SELECTED PASSAGE:
*-*-*

Anyway, it's time for this week's one-hit wonders of the 2000s! We're almost done with 2001, and we haven't even hit our stride yet.
No, no, not *that* stride! Geez.
As usual, you can find the list I'm taking these from here.
You know what? Go look if you want to. I'll wait.
Wait, come back!!!
Here we go!
#1) Moby: "South Side" (#14) (May 26, 2001)
This song features Gwen Stefani of No Doubt, which is doubtless (ha! See what I did there?) why the song actually became a hit.
Moby actually looks like he's having fun! That's actually quite the switch. I love the champagne fan that they give Gwen too. All in all, it's a rather silly video, which I don't think really fits the tone of the song, though I could be mistaken. They spend the entire song avoiding the South Side, so it doesn't make much sense to me.
Still, it's not a bad song. I'm not going to insult it, because I'm pretty sure my wife is a fan of it.
I have to sleep sometime...
2) Lil' Romeo: "My Baby" (#3) (June 30, 2001)
Wow, isn't it cool how he plays with punctuation? That apostrophe's misplaced young man!
Or maybe it isn't, and it's just replacing something else. Maybe his name's "Lily Romeo" and he didn't want a girl's name when he became famous?
Yeah, I'd go for that explanation.
Anything to avoid actually listening to this song. Jeez, he shouldn't even be *liking* girls at that age!

*-*-*

EXCERPTED DATA:
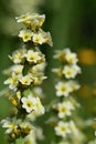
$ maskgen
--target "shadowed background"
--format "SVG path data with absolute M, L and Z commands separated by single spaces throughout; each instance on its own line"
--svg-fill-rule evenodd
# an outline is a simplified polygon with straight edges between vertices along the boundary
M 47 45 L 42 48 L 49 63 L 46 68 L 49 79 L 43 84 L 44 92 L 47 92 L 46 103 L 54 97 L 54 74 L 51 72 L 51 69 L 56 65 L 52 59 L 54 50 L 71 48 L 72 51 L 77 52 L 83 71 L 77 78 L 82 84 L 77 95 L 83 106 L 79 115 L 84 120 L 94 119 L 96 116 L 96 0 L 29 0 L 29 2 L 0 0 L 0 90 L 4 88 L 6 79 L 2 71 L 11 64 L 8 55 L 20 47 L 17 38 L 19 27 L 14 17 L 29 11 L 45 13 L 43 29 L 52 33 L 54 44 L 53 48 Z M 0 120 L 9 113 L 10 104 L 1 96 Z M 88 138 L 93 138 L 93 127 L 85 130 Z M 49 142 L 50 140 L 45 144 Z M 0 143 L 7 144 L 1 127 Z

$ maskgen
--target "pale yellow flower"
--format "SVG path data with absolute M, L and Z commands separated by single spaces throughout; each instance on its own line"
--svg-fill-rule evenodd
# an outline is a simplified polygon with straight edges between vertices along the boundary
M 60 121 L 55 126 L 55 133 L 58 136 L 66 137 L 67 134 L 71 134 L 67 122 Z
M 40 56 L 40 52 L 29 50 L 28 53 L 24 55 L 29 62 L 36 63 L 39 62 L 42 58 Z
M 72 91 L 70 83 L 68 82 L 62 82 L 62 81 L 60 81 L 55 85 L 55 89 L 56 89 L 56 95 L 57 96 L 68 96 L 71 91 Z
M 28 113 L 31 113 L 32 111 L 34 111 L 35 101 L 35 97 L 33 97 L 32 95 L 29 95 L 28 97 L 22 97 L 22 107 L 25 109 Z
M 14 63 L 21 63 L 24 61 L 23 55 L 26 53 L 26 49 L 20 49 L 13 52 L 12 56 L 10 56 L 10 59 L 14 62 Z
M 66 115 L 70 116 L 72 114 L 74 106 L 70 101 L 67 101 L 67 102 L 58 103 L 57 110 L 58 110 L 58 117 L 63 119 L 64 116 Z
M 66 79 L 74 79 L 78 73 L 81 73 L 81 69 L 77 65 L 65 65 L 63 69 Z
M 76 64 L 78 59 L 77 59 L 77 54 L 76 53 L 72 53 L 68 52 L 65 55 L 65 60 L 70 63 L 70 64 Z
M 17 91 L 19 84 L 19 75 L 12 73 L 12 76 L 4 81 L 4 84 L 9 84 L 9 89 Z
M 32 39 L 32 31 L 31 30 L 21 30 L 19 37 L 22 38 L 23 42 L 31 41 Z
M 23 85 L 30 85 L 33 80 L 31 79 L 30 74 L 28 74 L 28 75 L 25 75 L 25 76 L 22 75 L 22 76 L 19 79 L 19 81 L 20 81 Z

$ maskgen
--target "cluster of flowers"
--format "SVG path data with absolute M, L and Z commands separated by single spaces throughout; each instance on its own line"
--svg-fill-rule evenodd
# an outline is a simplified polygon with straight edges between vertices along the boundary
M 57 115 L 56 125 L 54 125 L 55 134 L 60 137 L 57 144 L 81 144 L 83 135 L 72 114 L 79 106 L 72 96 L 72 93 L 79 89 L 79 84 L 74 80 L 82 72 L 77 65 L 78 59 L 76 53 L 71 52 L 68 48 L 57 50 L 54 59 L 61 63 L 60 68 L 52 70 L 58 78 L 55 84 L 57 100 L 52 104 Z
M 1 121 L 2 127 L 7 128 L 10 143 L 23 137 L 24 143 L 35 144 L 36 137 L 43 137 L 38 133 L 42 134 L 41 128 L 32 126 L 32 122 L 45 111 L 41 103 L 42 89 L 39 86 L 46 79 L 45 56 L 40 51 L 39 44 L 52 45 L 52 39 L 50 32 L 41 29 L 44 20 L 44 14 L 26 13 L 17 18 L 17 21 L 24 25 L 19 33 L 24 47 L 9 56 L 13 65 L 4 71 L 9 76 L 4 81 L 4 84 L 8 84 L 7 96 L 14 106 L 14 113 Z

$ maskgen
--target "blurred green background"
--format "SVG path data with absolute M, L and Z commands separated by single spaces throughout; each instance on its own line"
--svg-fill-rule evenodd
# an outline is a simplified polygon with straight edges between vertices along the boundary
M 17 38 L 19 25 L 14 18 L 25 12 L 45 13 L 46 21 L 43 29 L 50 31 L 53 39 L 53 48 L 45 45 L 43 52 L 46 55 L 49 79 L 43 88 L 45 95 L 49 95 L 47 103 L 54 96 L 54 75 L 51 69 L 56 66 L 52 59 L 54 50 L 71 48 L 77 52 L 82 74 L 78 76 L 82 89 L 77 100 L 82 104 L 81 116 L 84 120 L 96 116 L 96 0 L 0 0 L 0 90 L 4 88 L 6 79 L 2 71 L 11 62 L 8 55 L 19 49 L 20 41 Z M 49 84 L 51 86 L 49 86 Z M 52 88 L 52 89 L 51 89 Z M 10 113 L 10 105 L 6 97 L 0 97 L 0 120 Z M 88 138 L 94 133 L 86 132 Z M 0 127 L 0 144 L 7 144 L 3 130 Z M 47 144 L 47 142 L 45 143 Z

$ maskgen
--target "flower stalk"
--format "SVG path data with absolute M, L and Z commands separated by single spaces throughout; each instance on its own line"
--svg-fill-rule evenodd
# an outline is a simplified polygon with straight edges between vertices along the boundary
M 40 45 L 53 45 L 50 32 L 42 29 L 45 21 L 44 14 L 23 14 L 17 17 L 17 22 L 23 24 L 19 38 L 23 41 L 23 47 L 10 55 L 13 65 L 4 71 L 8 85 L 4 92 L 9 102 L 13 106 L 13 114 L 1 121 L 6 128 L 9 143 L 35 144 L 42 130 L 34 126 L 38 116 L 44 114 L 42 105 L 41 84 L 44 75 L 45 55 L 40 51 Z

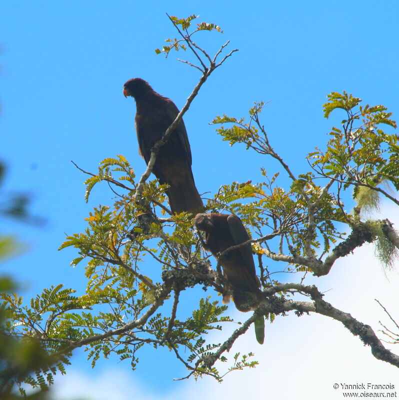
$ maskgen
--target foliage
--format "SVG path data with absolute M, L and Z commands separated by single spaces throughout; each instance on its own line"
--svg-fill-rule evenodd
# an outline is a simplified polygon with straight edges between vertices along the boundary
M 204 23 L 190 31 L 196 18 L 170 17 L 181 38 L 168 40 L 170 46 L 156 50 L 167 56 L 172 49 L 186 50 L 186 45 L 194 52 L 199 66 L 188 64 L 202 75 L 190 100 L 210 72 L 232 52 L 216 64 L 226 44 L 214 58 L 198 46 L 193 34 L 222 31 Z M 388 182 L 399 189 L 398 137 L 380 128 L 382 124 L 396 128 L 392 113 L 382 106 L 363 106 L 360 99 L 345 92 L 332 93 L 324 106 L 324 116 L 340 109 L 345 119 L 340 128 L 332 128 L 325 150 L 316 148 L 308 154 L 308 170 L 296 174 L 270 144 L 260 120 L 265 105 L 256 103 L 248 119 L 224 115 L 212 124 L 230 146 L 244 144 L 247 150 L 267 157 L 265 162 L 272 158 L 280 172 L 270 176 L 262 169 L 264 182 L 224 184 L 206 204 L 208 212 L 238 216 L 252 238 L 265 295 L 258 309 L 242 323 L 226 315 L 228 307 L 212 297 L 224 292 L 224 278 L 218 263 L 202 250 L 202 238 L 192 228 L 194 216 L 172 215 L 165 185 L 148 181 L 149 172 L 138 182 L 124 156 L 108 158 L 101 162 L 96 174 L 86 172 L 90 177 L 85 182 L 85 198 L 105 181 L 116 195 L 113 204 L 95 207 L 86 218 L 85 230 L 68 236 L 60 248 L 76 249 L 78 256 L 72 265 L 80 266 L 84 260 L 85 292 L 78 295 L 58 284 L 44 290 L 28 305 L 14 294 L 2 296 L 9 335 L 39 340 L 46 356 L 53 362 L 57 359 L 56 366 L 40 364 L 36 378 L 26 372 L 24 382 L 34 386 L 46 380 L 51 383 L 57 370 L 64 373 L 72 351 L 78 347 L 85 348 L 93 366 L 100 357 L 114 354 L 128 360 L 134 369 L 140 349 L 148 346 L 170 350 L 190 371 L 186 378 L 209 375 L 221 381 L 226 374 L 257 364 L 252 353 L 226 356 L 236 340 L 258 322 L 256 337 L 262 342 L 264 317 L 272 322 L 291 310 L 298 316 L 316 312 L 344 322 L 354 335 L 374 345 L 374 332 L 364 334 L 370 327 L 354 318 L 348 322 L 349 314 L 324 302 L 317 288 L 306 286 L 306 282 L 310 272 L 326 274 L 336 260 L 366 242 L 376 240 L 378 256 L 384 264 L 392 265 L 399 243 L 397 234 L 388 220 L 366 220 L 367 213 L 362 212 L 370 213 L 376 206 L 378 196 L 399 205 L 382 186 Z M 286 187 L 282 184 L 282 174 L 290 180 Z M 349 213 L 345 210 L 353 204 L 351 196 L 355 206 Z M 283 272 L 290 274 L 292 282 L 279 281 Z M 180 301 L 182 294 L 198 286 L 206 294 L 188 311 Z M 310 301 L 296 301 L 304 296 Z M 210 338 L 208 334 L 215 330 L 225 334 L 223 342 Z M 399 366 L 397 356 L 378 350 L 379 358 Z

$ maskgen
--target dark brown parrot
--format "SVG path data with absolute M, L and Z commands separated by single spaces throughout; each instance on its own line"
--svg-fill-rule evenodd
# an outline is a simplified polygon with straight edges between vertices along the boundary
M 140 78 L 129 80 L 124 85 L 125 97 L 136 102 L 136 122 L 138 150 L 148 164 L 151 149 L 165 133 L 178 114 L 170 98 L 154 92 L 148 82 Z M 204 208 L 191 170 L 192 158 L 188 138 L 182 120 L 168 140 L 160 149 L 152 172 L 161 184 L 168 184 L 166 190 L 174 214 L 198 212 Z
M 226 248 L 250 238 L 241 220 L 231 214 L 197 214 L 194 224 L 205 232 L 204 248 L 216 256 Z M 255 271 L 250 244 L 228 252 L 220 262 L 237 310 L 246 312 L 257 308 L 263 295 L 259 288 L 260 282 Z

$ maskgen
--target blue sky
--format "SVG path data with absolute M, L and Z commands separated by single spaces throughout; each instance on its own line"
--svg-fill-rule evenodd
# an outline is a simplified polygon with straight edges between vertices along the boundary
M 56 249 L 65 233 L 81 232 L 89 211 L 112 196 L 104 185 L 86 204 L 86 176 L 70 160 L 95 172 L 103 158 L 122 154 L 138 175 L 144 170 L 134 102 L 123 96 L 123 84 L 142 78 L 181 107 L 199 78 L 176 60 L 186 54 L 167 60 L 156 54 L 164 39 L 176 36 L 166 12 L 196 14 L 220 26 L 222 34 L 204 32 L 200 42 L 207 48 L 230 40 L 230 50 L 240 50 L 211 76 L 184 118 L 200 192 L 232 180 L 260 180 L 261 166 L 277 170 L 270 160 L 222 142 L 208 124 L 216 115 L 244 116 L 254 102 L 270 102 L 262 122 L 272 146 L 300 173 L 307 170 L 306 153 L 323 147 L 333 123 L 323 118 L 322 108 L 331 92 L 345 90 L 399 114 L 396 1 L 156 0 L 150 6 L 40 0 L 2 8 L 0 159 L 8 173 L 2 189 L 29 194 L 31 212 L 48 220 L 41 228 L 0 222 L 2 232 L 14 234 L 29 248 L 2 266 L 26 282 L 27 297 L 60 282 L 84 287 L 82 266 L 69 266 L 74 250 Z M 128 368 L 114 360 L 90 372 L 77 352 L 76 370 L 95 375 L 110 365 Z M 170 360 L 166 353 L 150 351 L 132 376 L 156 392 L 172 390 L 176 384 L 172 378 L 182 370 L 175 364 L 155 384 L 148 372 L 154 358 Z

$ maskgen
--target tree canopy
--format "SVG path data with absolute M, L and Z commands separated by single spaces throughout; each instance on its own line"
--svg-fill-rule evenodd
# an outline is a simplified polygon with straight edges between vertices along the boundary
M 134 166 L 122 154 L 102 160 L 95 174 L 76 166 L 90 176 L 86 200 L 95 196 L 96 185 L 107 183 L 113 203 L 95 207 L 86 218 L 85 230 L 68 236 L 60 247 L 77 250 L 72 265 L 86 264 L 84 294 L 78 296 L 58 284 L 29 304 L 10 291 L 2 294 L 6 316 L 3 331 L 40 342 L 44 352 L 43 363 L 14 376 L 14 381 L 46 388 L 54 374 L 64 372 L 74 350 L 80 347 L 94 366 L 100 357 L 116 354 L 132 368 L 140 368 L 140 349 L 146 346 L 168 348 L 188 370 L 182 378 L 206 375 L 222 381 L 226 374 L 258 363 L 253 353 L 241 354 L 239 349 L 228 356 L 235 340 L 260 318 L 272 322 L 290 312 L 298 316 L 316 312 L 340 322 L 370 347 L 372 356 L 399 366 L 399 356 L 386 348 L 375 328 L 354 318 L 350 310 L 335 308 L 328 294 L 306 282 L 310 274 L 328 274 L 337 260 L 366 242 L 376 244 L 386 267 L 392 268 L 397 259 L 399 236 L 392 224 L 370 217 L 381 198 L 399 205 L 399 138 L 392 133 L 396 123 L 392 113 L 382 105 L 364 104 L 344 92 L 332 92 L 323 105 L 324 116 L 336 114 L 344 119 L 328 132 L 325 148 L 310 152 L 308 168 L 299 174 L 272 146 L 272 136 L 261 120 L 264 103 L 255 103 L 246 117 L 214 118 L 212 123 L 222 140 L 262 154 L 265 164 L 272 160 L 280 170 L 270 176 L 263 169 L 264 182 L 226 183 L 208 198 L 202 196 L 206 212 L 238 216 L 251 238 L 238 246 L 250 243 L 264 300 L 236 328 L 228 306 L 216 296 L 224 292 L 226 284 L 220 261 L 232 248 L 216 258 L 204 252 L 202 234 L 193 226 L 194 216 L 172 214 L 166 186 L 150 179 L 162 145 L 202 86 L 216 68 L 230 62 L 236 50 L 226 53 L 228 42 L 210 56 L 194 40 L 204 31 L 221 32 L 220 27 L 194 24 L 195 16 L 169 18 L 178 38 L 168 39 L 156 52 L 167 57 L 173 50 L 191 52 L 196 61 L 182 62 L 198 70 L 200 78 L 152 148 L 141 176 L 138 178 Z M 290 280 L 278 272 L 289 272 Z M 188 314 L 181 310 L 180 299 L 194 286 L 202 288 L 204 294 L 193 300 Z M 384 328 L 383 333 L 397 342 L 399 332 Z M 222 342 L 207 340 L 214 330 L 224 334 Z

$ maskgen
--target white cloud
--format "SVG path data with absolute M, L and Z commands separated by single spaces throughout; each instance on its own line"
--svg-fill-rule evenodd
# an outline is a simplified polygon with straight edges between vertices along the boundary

*-*-*

EXERCISE INSTRUCTIONS:
1) Name every musician or musical act mentioned in the post about one-hit wonders of the 2000s.
2) In the post about one-hit wonders, why does the writer refuse to insult "South Side"?
3) Proceed with the post about one-hit wonders of the 2000s from the point where it stops.

EXPECTED RESULTS:
1) Moby, Gwen Stefani, No Doubt, Lil' Romeo

2) The writer is pretty sure his wife is a fan of the song. He adds the joke that he has to sleep sometime.

3)
In fact, there's just so much wrong with this song and video that I'm just going to move on.
It's safer that way...
3) Blu Cantrell: "Hit 'Em Up Style (Oops!)" (#2) (July 21, 2001)
(Yay, Vevo!!!)
Oh, this song!!!! I remember this now. I always kind of liked the musical style of this song.
Yeah, there's nothing like the healthy break-up of a relationship, is there? Your man cheating on you? Go shopping with his card!!!!
Ummm....isn't that, like, illegal or something?
Yeah, I think it is, actually.
So let me get this straight. The guy comes home at the end, and doesn't even realize all of his stuff is gone?
Really?
Ok, there I go using logic to destroy an otherwise perfectly fun song with a unique sound. I guess I'll go to my corner now.
I swear I won't do it again!
4) Jimmy Cozier: "She's All I Got" (#26) (July 21, 2001)
(Yay, Vevo!!!)
An ode to a woman that drives you crazy. Yeah, I can dig it! You tell 'em, buddy. I'm sure all of his friends are saying things like "yo, man, get rid of her! She nags you! She complains! She pulls the phone out of its socket when you're talking on it! She's psycho-insane!"
But as long as no bunnies are boiled, I'm sure everything's going to be ok.
And poor Jimmy. He has to be one of the few R&B singers to not have sex in his videos.
I guess that was probably her fault too. Maybe under all that revealing clothing she was wearing, this is what she's like.
That can make things...difficult.
5) Incubus: "Drive" (#9) (July 28, 2001)
(Yay, Vevo!!!)
I love the animation!
Seriously, dude. Eat a sandwich or something.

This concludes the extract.